Eu não consigo ser artista 100% do tempo, eu sou a parte dos artistas que faz essa dupla função: tenho um trabalho que me assegura uma grana todo mês e ao mesmo tempo toco a minha arte. 

É claro que a minha profissão formal dialoga muito com meu fazer artístico, eu tenho muita sorte por isso. Mas o bônus é que eu não preciso aceitar qualquer trabalho, eu posso escolher fazer coisas que dão o tom do que eu entendo como minha carreira. O problema é o peso da sobrecarga de ter dois (três, quatro, cinco…) trabalhos ao mesmo tempo.

Artista exceção

Eu sou Wallace Lino, sou roteirista, dramaturgo, professor, mas tudo isso está articulado à minha existência, de uma pessoa preta, bixa, atravessada de múltiplas culturas. Eu gosto muito dessa imagem do tempo espiralar, eu acho que ele cabe muito na minha vida.

Minha família tinha uma expectativa de acesso a universidade e do que se espera de tragetória de sucesso de um jovem negro, porque minha mãe é professora. Aos 13 anos ela me colocou num programa de primeiro emprego.

Um dia eu acordei revoltada e falei com a minha mãe: não vou mais trabalhar, você vive falando que a gente tem que ter sucesso e eu não vou conseguir nada lá. 

Ela disse: ok, eu vou te bancar até os 21 anos, mas eu só vou te dar o que vestir e o que comer e você vai se virar de forma honesta.

No dia seguinte, eu passei em frente à Redes [da Maré] e tinha um cartaz de seleção para jovens, tinha bolsa de 200 reais e a partir daí eu virei a garota projeto.

Anos depois nós criamos a Cia Marginal e ganhar a [bolsa de teatro] Myriam Muniz foi um divisor de águas, naquela época a gente tinha um momento político que permitia isso. A gente se tornou parceiro da Redes e a contrapartida era oferecer oficinas de teatro, ali eu me tornei professor. Isso virou uma chave e resolvi fazer vestibular pra Unirio.

Eu percebo que a minha experiência é uma experiência de exceção, porque a outra profissão que eu escolhi pra viver, é ser professor de teatro, então eu estou trabalhando com arte o tempo inteiro. Eu tive momentos difíceis, trabalhando com coisas que eu não gostava, sofri mais porque eu sou bonita (risos).

________

TAREFA 1:
Reproduza a parte do trecho acima que vai de "Eu não consigo" a "ao mesmo tempo.".

REGISTROS EXTRAÍDOS:
________

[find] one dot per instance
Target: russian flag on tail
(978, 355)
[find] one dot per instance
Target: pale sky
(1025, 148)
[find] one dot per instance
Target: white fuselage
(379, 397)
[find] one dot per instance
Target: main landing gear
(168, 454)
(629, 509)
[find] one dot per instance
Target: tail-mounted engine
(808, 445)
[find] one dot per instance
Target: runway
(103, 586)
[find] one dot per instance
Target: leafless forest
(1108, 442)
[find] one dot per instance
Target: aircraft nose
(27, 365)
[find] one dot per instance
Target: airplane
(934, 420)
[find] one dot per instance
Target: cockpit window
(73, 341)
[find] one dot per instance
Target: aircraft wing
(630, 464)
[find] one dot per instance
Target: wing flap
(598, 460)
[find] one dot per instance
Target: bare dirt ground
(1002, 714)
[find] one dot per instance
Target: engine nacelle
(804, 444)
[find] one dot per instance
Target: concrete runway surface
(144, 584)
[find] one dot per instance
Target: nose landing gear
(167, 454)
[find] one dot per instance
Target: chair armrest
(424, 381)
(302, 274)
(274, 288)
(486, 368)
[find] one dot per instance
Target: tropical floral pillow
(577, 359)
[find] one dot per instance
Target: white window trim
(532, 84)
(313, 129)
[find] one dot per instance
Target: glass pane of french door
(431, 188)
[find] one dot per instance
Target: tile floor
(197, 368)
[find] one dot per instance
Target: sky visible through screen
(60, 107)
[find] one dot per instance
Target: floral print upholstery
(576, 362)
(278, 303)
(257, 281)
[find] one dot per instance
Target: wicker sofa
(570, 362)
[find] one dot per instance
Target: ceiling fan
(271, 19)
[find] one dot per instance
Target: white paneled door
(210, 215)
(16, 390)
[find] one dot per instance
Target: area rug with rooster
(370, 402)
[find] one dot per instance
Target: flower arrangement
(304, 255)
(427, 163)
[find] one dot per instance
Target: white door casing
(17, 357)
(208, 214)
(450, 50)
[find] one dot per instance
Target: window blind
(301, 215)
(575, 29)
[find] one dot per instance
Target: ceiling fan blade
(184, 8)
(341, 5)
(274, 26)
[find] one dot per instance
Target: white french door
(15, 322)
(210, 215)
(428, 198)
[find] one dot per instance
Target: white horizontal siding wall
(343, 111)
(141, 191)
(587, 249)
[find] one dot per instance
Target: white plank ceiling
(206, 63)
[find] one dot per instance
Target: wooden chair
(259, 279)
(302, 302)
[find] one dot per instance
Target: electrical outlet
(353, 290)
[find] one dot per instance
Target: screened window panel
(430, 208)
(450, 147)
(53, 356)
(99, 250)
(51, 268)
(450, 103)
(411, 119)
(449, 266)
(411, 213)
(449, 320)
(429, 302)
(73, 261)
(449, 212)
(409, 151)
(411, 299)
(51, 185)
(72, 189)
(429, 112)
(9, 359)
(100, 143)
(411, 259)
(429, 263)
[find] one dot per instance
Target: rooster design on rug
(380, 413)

________

TAREFA 2:
Por favor, informe cada linha dos registros em que aparece a palavra "engine".

RESULTADO DO EXERCÍCIO 1:
Eu não consigo ser artista 100% do tempo, eu sou a parte dos artistas que faz essa dupla função: tenho um trabalho que me assegura uma grana todo mês e ao mesmo tempo toco a minha arte. 

É claro que a minha profissão formal dialoga muito com meu fazer artístico, eu tenho muita sorte por isso. Mas o bônus é que eu não preciso aceitar qualquer trabalho, eu posso escolher fazer coisas que dão o tom do que eu entendo como minha carreira. O problema é o peso da sobrecarga de ter dois (três, quatro, cinco…) trabalhos ao mesmo tempo.

RESULTADO DO EXERCÍCIO 2:
Target: tail-mounted engine
Target: engine nacelle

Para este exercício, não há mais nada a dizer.